◆ The task
Update the lines beginning at the one that contains "Each instance receives one point. Annotate the hillside" and ending after the one that contains "Target: hillside with trees" so that "trees" becomes "pines", and leave everything else in them unchanged.

◆ Listed entries

============

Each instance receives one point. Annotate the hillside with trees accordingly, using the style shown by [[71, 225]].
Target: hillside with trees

============

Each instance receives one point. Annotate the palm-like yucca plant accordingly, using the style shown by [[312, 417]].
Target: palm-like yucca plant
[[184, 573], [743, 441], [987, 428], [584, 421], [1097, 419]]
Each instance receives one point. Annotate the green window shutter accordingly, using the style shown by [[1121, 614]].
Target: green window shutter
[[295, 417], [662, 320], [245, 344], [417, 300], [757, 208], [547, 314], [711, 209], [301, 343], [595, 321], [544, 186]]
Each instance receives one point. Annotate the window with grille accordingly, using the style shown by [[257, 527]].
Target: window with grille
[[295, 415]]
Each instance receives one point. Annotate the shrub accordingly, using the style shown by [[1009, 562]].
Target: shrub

============

◆ The completed task
Each instance receives one point. Annotate the hillside with pines accordingly, using the style shown by [[71, 225]].
Target: hillside with pines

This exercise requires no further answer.